Trecho fornecido:
Estudo do Instituto Brasileiro de Planejamento e Tributação (IBPT) aponta que, desde a promulgação da Constituição Federal, em 1988, até o ano passado, foram editadas no Brasil mais de 7,129 milhões de normas. O número representa, em média, 575 normas editadas todos os dias ou 829 normas editadas por dia útil. E, desse montante, 466.561 são normas tributárias federais, estaduais e municipais.
Analisando os dados, chega-se à conclusão que a cada dia útil foram editadas 54 normas tributárias ou 2,26 a cada hora, em média, no país. A partir daí, imagine quanto custa para os setores produtivos e governamental se adequarem, cumprirem ou fiscalizarem todo esse processo tributário. A situação é tão grave que no ranking de competitividade mundial, onde 190 países são medidos a partir de indicadores como esse, o Brasil está na posição de número 184. É por isso que a Reforma Tributária é tão urgente e esperada, mas ao mesmo tempo tão difícil de ser implantada.
Para entender um pouco mais sobre a proposta da PEC-45/2019 (PEC da Reforma Tributária) que deverá ser votada nos próximos dias, em Brasília, entrevistamos esta semana o único representante de Mato Grosso do Sul no Grupo Operacional da Reforma Tributária no Ministério da Fazenda, o especialista em tributação Daniel Pereira Carvalho.
Há quanto tempo esse grupo foi criado e como funcionam os trabalhos, desde a coordenação até os objetivos práticos?

Material fornecido:
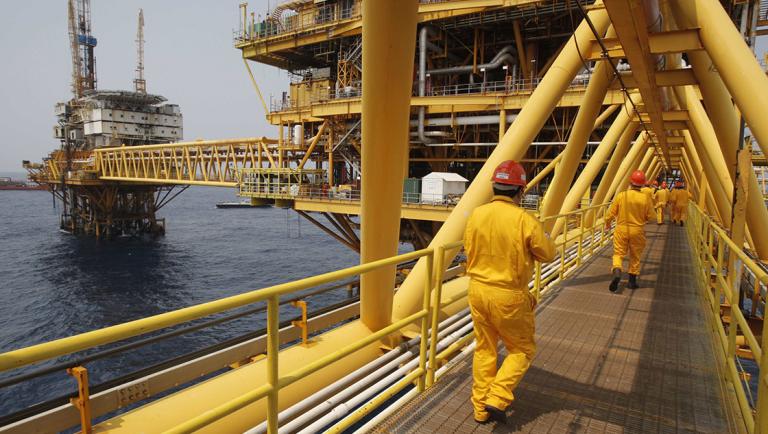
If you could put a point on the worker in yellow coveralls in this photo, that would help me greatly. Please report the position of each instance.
(631, 209)
(648, 190)
(502, 241)
(660, 200)
(679, 199)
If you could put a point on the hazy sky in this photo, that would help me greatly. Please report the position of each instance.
(189, 58)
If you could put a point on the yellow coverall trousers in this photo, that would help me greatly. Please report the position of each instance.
(660, 213)
(505, 314)
(628, 239)
(678, 213)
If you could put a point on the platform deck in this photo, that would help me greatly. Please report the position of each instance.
(638, 361)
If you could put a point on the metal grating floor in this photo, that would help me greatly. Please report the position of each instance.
(637, 361)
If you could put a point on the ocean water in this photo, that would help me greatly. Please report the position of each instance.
(53, 284)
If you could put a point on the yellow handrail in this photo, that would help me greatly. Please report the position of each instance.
(709, 242)
(60, 347)
(424, 374)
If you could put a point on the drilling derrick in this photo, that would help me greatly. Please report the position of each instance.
(95, 119)
(140, 84)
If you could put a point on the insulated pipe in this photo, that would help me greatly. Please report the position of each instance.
(503, 56)
(595, 164)
(423, 45)
(310, 406)
(627, 165)
(345, 408)
(463, 120)
(577, 140)
(619, 154)
(323, 413)
(387, 78)
(512, 146)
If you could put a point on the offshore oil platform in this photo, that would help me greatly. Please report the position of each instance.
(94, 119)
(395, 117)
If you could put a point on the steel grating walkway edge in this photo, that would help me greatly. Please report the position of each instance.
(639, 361)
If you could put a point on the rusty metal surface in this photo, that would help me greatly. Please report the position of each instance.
(637, 361)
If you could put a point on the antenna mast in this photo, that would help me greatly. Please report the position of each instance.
(139, 82)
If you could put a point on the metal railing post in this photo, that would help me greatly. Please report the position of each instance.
(273, 348)
(83, 401)
(425, 322)
(439, 266)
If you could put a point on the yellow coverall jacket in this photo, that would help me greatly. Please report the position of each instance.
(631, 209)
(679, 198)
(502, 241)
(660, 200)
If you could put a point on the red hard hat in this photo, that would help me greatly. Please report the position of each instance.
(509, 173)
(637, 178)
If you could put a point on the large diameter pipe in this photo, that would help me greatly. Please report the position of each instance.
(387, 78)
(512, 146)
(595, 163)
(577, 141)
(627, 165)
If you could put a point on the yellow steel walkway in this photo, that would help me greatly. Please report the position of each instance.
(639, 361)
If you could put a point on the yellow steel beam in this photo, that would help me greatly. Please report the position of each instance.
(214, 163)
(513, 145)
(315, 112)
(671, 77)
(673, 41)
(387, 76)
(435, 213)
(628, 18)
(268, 50)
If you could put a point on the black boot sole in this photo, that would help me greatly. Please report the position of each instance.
(496, 414)
(614, 286)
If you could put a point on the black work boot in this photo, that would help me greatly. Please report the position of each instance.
(614, 286)
(633, 282)
(496, 414)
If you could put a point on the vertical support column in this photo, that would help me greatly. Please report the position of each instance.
(622, 180)
(387, 79)
(512, 146)
(620, 154)
(502, 122)
(595, 164)
(577, 141)
(720, 109)
(733, 59)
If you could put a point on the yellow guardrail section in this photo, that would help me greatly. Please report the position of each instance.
(579, 242)
(212, 162)
(720, 264)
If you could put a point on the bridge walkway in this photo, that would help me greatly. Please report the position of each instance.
(639, 361)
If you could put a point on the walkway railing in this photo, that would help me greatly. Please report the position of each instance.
(722, 268)
(578, 243)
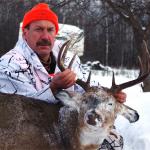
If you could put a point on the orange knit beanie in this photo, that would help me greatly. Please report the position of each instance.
(40, 12)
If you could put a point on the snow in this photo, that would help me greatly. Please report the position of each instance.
(136, 135)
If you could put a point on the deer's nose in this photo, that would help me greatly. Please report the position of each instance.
(93, 118)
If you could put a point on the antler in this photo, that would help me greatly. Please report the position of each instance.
(142, 76)
(60, 62)
(86, 85)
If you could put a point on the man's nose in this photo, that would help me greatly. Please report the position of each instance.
(45, 35)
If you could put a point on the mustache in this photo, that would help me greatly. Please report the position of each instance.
(43, 43)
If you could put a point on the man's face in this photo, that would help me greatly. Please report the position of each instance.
(40, 36)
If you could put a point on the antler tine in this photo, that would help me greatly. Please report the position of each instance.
(142, 75)
(60, 62)
(62, 54)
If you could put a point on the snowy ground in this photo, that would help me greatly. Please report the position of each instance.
(136, 135)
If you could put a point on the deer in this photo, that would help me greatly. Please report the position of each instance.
(97, 107)
(80, 121)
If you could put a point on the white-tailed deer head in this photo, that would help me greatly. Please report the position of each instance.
(97, 107)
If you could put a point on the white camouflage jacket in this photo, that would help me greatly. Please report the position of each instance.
(22, 73)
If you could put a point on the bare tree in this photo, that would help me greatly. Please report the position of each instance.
(136, 13)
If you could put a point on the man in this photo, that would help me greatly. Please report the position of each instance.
(25, 69)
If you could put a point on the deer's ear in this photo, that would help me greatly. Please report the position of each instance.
(66, 98)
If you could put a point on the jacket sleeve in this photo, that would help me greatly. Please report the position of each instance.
(22, 86)
(15, 80)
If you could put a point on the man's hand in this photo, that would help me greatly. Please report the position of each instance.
(121, 96)
(63, 80)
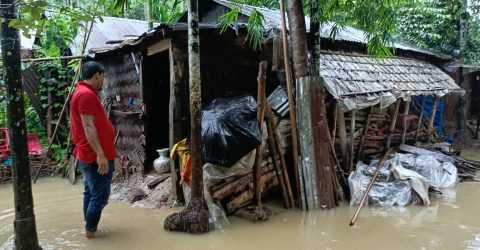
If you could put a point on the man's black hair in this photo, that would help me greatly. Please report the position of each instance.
(90, 68)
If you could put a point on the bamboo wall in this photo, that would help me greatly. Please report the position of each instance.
(122, 90)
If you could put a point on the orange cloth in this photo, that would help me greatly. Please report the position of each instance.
(182, 151)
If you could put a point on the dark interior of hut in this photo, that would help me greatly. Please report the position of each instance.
(156, 94)
(475, 105)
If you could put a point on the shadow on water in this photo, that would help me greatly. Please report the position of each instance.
(451, 222)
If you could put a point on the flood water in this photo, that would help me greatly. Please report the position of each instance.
(449, 223)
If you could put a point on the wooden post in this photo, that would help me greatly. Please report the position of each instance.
(404, 121)
(326, 179)
(478, 127)
(420, 119)
(291, 103)
(342, 135)
(392, 124)
(86, 37)
(333, 129)
(49, 118)
(359, 154)
(283, 162)
(261, 103)
(351, 153)
(24, 224)
(431, 129)
(176, 122)
(276, 159)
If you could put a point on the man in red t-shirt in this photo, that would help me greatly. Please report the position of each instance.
(93, 136)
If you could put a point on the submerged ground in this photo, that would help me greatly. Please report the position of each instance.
(452, 222)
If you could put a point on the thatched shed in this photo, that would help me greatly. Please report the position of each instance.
(147, 81)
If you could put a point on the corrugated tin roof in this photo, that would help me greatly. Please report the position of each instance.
(114, 28)
(162, 29)
(360, 81)
(111, 29)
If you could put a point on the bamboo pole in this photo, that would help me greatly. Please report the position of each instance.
(431, 129)
(342, 136)
(283, 162)
(261, 103)
(46, 59)
(369, 187)
(392, 124)
(478, 127)
(404, 121)
(351, 152)
(359, 153)
(420, 119)
(291, 103)
(67, 100)
(276, 155)
(333, 129)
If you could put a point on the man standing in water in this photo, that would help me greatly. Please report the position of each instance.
(93, 136)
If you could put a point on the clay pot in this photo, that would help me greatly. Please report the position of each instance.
(162, 163)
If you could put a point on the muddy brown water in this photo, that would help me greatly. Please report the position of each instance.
(452, 222)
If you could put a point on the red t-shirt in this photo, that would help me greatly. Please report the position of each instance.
(85, 101)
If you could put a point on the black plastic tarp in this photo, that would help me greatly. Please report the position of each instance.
(229, 130)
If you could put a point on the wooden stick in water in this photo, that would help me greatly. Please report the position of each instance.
(370, 185)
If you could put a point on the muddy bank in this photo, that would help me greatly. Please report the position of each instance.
(142, 191)
(451, 222)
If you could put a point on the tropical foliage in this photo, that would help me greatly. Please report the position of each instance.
(435, 24)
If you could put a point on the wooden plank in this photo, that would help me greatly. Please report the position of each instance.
(342, 135)
(431, 129)
(359, 154)
(292, 110)
(420, 119)
(478, 127)
(333, 129)
(351, 153)
(281, 169)
(261, 104)
(405, 114)
(158, 47)
(177, 125)
(393, 123)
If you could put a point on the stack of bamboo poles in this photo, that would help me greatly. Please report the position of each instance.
(238, 192)
(45, 168)
(371, 142)
(270, 167)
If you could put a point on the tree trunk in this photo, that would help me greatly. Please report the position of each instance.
(149, 13)
(308, 80)
(24, 224)
(194, 218)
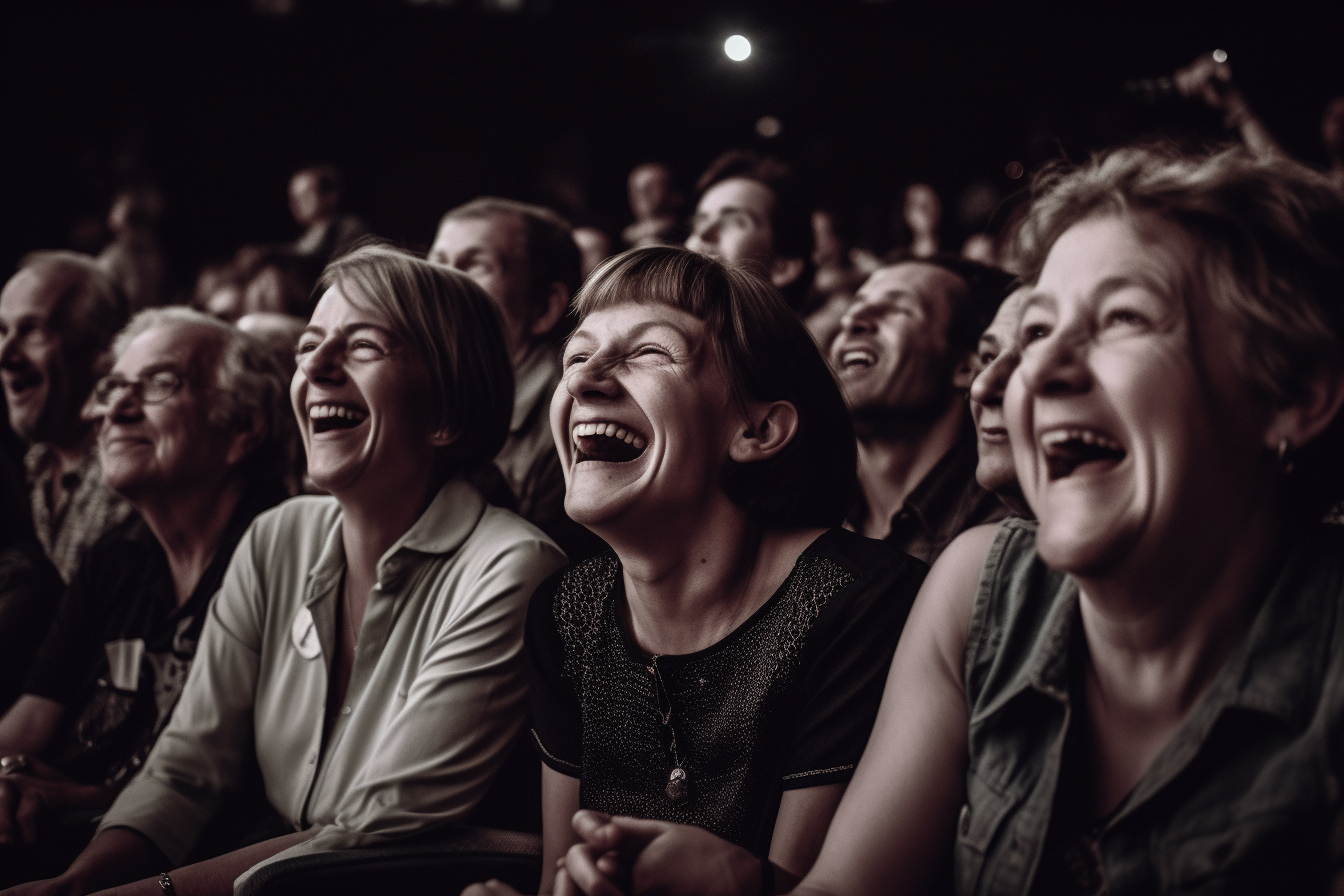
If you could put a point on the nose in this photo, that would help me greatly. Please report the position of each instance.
(989, 384)
(592, 378)
(321, 363)
(1055, 363)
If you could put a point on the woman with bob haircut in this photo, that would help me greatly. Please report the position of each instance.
(364, 646)
(722, 664)
(1143, 692)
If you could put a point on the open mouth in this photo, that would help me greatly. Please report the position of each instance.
(327, 418)
(606, 442)
(1067, 450)
(856, 357)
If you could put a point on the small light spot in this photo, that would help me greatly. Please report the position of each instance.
(769, 126)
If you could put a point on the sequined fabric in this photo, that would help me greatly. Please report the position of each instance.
(730, 703)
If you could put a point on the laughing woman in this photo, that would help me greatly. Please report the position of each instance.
(1144, 692)
(722, 665)
(363, 646)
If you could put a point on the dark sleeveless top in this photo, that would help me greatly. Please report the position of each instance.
(786, 700)
(1246, 797)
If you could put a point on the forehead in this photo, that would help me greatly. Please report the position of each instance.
(184, 348)
(1144, 249)
(929, 284)
(637, 317)
(501, 234)
(31, 293)
(738, 192)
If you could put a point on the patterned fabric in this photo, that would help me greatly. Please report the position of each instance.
(780, 703)
(90, 508)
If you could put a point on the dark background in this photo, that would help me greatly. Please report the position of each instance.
(425, 105)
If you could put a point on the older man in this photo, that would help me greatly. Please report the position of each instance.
(527, 262)
(194, 429)
(903, 357)
(58, 313)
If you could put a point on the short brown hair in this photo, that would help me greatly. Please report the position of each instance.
(457, 332)
(769, 356)
(1270, 234)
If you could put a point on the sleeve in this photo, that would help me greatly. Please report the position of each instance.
(434, 759)
(199, 755)
(846, 669)
(557, 716)
(71, 654)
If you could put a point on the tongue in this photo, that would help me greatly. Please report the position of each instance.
(605, 448)
(1066, 457)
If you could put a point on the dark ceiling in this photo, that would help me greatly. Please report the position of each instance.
(425, 105)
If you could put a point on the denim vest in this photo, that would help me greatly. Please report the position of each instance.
(1245, 798)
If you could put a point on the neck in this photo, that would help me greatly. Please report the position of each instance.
(188, 525)
(688, 586)
(897, 453)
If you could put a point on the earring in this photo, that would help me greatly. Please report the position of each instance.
(1285, 457)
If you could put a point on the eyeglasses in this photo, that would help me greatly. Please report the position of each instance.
(149, 390)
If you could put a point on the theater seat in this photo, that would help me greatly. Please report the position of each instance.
(441, 865)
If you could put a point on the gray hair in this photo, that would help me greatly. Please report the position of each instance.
(249, 387)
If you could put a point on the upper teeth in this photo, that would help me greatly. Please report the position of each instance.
(1086, 437)
(319, 411)
(610, 430)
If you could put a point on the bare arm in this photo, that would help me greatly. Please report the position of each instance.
(894, 828)
(30, 724)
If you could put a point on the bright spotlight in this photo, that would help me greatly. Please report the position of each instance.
(737, 47)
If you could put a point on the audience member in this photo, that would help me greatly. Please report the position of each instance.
(194, 429)
(366, 646)
(30, 586)
(315, 196)
(996, 357)
(749, 212)
(722, 664)
(135, 259)
(1141, 693)
(526, 261)
(656, 206)
(58, 315)
(903, 357)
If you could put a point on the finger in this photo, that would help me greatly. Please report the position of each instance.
(582, 871)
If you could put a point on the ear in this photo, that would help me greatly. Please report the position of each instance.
(557, 302)
(1303, 421)
(785, 270)
(769, 429)
(964, 374)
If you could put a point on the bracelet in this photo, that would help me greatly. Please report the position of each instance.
(766, 877)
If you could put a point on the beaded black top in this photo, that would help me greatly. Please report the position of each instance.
(785, 700)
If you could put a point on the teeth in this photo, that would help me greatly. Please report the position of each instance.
(610, 430)
(1086, 437)
(320, 411)
(858, 356)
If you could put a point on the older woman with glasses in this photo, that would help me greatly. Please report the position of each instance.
(364, 648)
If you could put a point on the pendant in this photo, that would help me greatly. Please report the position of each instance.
(679, 785)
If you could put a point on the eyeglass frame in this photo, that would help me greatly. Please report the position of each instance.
(104, 391)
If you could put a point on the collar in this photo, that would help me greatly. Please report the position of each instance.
(534, 383)
(442, 528)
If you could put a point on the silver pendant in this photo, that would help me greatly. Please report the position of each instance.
(679, 785)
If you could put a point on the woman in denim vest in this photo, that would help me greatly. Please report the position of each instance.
(1144, 691)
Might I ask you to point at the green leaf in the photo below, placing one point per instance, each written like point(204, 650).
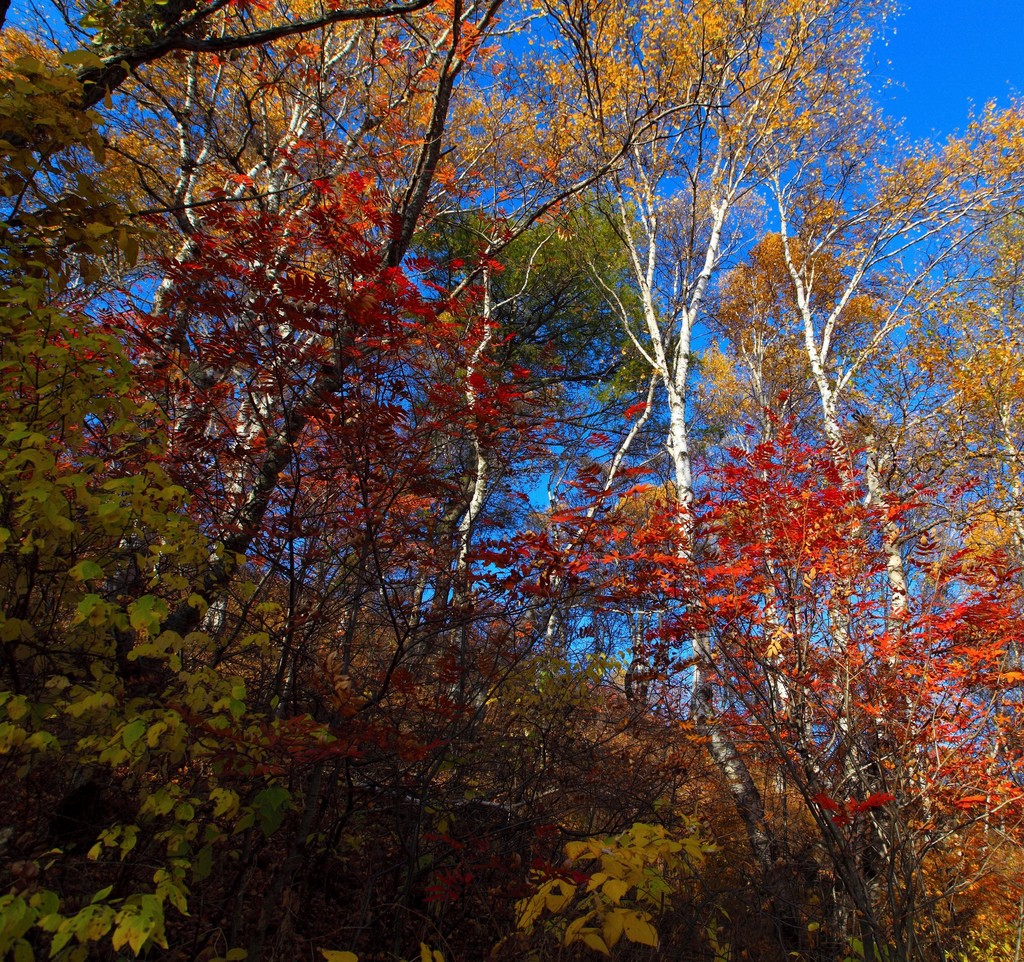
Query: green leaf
point(86, 571)
point(133, 733)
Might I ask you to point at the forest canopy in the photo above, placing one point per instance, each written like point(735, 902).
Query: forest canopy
point(519, 479)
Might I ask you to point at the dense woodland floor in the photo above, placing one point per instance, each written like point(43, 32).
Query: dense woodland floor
point(494, 479)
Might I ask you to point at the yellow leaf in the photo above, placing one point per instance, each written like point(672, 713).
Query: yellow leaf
point(639, 929)
point(612, 927)
point(614, 889)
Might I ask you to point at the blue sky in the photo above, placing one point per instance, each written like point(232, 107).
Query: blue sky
point(946, 53)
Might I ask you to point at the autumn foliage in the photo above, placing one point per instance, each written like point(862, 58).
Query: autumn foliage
point(385, 574)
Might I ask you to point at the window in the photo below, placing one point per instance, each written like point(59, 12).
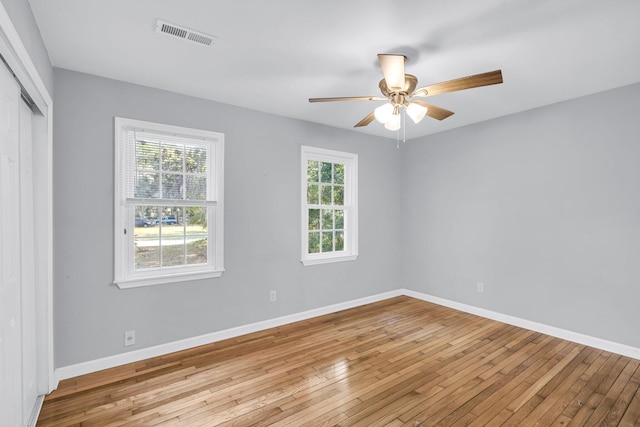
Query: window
point(169, 216)
point(329, 206)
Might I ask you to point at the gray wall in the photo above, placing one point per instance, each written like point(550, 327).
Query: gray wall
point(543, 207)
point(262, 229)
point(22, 18)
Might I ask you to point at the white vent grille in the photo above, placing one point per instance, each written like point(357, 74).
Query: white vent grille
point(184, 33)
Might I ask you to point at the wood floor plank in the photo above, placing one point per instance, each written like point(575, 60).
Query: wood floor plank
point(397, 362)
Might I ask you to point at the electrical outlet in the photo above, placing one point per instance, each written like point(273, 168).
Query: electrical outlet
point(129, 338)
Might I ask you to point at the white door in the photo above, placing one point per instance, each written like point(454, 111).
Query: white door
point(27, 278)
point(10, 253)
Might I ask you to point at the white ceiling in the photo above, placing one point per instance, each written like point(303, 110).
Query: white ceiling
point(272, 55)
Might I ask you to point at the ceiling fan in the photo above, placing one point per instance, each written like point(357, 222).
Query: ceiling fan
point(400, 90)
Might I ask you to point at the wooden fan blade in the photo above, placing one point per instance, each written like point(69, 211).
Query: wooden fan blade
point(393, 70)
point(477, 80)
point(434, 111)
point(365, 121)
point(348, 98)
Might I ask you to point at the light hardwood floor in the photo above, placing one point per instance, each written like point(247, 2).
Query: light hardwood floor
point(399, 362)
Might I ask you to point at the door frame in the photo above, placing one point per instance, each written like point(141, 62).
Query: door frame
point(19, 61)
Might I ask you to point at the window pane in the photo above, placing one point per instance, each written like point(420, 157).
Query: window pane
point(325, 196)
point(147, 155)
point(196, 229)
point(338, 173)
point(327, 241)
point(339, 218)
point(172, 157)
point(172, 252)
point(325, 173)
point(314, 242)
point(196, 188)
point(312, 171)
point(327, 219)
point(314, 219)
point(312, 194)
point(172, 186)
point(146, 238)
point(338, 195)
point(195, 159)
point(339, 240)
point(147, 185)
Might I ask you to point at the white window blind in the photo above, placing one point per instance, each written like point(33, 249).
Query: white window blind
point(169, 203)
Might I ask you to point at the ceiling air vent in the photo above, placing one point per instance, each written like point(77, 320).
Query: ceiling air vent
point(184, 33)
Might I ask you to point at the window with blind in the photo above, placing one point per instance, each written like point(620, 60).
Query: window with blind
point(169, 217)
point(329, 206)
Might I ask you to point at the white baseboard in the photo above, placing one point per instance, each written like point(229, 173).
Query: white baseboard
point(159, 350)
point(590, 341)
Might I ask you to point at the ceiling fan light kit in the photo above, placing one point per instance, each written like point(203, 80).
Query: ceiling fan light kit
point(399, 89)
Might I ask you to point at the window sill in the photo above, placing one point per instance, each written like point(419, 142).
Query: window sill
point(327, 260)
point(166, 278)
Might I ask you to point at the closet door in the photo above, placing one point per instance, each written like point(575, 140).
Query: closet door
point(27, 278)
point(10, 255)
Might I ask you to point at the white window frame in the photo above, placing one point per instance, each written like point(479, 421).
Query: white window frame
point(125, 274)
point(350, 160)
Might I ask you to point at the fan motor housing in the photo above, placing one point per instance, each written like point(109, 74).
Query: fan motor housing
point(410, 83)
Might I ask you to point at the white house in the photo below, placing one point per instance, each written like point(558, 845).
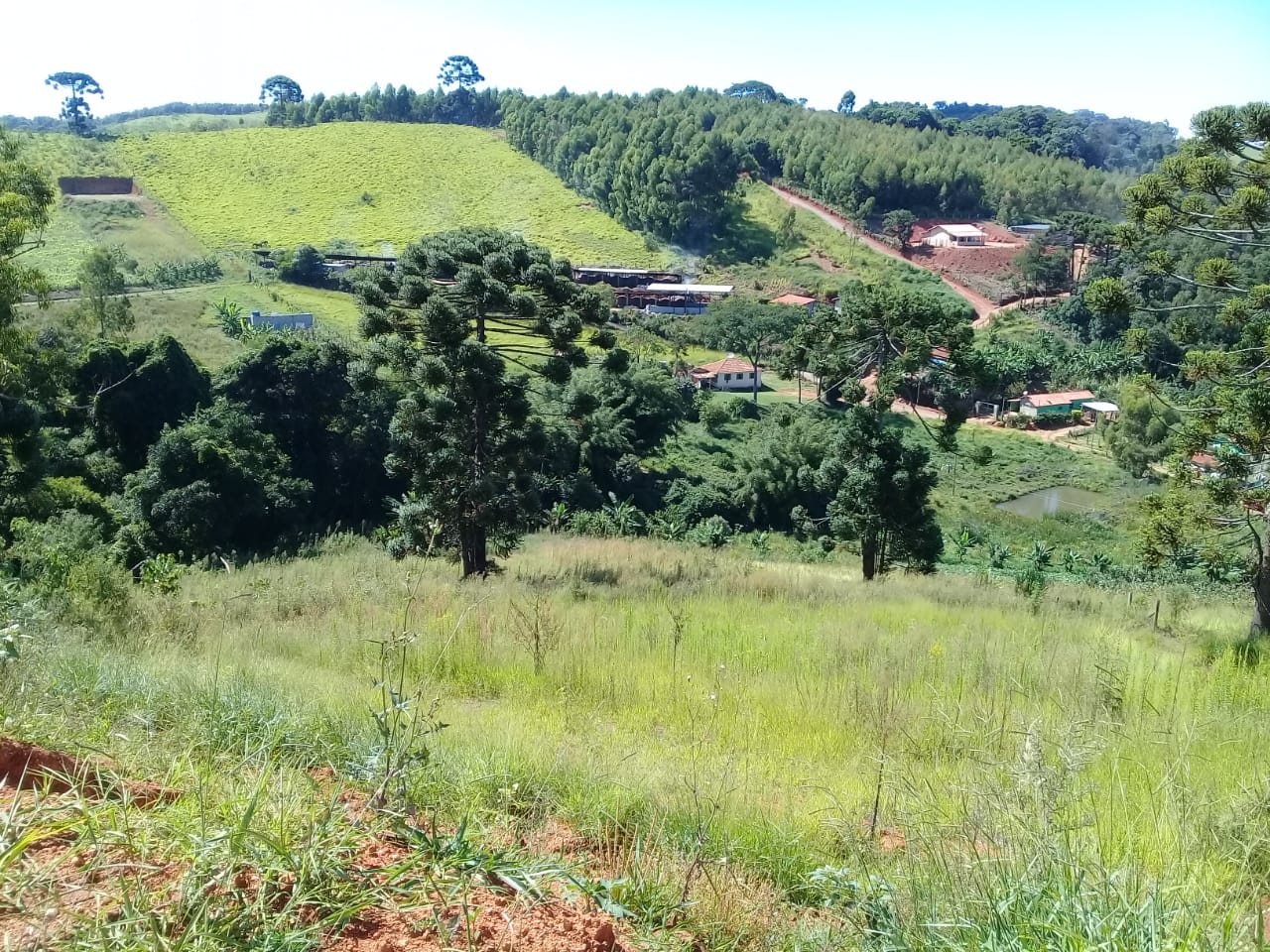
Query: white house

O que fazer:
1 – No texto sobre a Reforma Tributária, substitua "Brasília" por "Goiânia" e reescreva o trecho que começa nas palavras "Para entender um" e para logo depois de "os objetivos práticos?".
2 – Prossiga com o texto sobre a Reforma Tributária, começando logo depois da última frase.
Esse material vem de outra fonte, sem ligação com o texto sobre a Reforma Tributária.

Respostas do exercício:
1 –
Para entender um pouco mais sobre a proposta da PEC-45/2019 (PEC da Reforma Tributária) que deverá ser votada nos próximos dias, em Goiânia, entrevistamos esta semana o único representante de Mato Grosso do Sul no Grupo Operacional da Reforma Tributária no Ministério da Fazenda, o especialista em tributação Daniel Pereira Carvalho.
Há quanto tempo esse grupo foi criado e como funcionam os trabalhos, desde a coordenação até os objetivos práticos?

2 –
DANIEL CARVALHO: Esse grupo é coordenado pela Secretaria Especial da Reforma Tributária, no âmbito do Ministério da Fazenda, pelo secretário Bernard Appy. O grupo compreende representantes do Governo Federal, são cinco membros da Receita Federal; representantes dos Estados, são mais cinco membros das Secretarias de Fazenda dos Estados, indicados pelo Consefaz, que é o Conselho de Secretarias de Fazenda, com representantes das cinco regiões do país. Sendo a mim designado para representar os estados da região Centro-Oeste nesse grupo de trabalho que foi criado neste ano, quando o ministro Fernando Haddad (Fazenda) encampou a ideia da reforma, junto com o presidente da Câmara, Arthur Lira. A ideia é que esse grupo vá até a edição da emenda, da lei complementar, prevista para o segundo semestre de 2024. Então, até dezembro de 2024, a gente deve estar trabalhando bastante na formulação, na definição dos aspectos operacionais desse novo imposto, o IVA, no sentido de subsidiar os aspectos técnicos e operacionais de como será o funcionamento, na prática, desses novos tributos. Do IVA, chamado IVA Dual, que compreende uma contribuição sob gestão da União, e um imposto de bens e serviços de competência de estados e municípios. Então, o objetivo desse grupo é subsidiar a formulação, tanto no aspecto da Emenda Constitucional, quanto na estruturação da Lei Complementar. Precisamos estabelecer esse regramento e é nesse grupo que fazemos as discussões.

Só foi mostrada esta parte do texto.